Kite Pharma has forged cancer immunotherapy alliances in Japan and China as it expands its business into Asian markets.
In China, Kite has formed a joint venture with Chinese drugmaker Fosun Pharma to develop lead chimeric antigen receptor T cell (CAR-T) therapy axicabtagene ciloleucel (also known as KTE-C19), which has been submitted for approval in the US via a rolling marketing application.
That deal nets the US biotech $40m in upfront payments, plus $20m of funding to support clinical development and manufacturing and $35m in regulatory and commercial milestones, and Kite will own 50% of the new company.
The Shanghai-based JV has also taken an option to develop two other candidates – KITE-718, a MAGE A3/A6-directed therapy for solid tumours, and KITE-439, which targets human papillomavirus type 16 E7 oncoprotein. Opt-in and milestone payments for these two candidates could reach $140m.
Kite’s Japanese partnership is with Daiichi Sankyo and will see Kite receive $50m upfront and $200m in development and commercial milestone payments in return for rights to axicabtagene ciloleucel. Daiichi Sankyo is also taking an option to license KITE-718 plus “certain other product candidates that proceed to a US investigational new drug application filing over the next three years”.
Kite has submitted axicabtagene ciloleucel as a treatment for patients with refractory aggressive non-Hodgkin lymphoma (NHL) in the US, and is vying with Novartis to be the first company to win marketing approval anywhere in the world for a CAR-T therapy.
The therapy involves harvesting patient’s T cells and engineering them to express a chimeric antigen receptor (CAR) that targets CD19, an antigen expressed on the cell surface of B-cell lymphomas and leukaemias, which redirects the T cells to kill cancer cells.
The two new deals could unlock a sizeable new patient population for axicabtagene ciloleucel – there are approximately 73,000 newly-diagnosed cases of NHL in China each year, while Japan has around 9,300 new cases.

(Collected data)
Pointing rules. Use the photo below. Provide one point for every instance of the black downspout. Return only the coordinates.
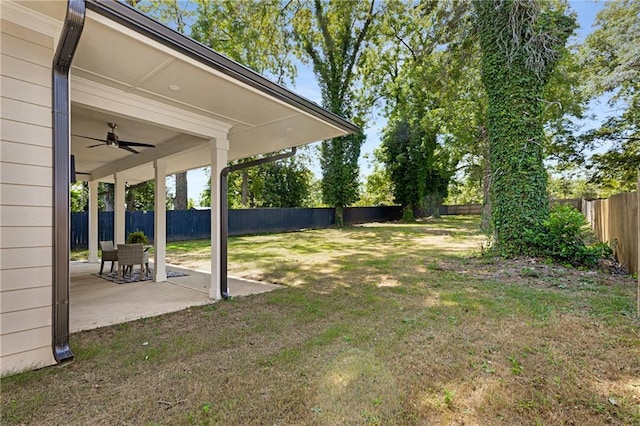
(69, 38)
(224, 211)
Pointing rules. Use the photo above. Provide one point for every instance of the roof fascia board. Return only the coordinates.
(100, 97)
(142, 24)
(29, 18)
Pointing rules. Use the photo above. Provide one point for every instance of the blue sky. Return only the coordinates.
(306, 86)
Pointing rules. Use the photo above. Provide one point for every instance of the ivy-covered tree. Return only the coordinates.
(520, 44)
(333, 34)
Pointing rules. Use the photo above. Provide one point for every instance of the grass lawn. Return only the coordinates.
(379, 324)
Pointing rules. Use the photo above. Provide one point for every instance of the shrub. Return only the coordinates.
(137, 237)
(561, 238)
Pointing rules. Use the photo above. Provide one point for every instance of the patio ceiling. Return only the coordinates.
(164, 97)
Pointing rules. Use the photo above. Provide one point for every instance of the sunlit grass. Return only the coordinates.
(378, 324)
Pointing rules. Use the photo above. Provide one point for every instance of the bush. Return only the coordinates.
(562, 238)
(137, 237)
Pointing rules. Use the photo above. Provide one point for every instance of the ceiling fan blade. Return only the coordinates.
(88, 137)
(126, 148)
(125, 143)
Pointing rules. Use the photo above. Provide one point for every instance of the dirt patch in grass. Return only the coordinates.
(380, 324)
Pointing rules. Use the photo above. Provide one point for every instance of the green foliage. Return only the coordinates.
(253, 33)
(520, 44)
(339, 163)
(141, 196)
(377, 187)
(286, 183)
(609, 59)
(333, 36)
(562, 238)
(79, 193)
(410, 156)
(137, 237)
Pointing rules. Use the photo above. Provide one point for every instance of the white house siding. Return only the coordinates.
(26, 228)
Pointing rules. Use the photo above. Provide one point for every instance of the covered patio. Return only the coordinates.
(146, 102)
(96, 302)
(184, 107)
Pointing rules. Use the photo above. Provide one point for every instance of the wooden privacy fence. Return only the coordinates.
(196, 224)
(615, 219)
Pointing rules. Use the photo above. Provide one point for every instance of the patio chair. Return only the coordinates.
(109, 253)
(130, 255)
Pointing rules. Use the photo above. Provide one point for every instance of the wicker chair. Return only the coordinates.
(130, 255)
(109, 254)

### TASK TO CARRY OUT:
According to the article on Kite Pharma's Asian deals, how much will Kite receive upfront from Daiichi Sankyo?

### SOLUTION:
$50m.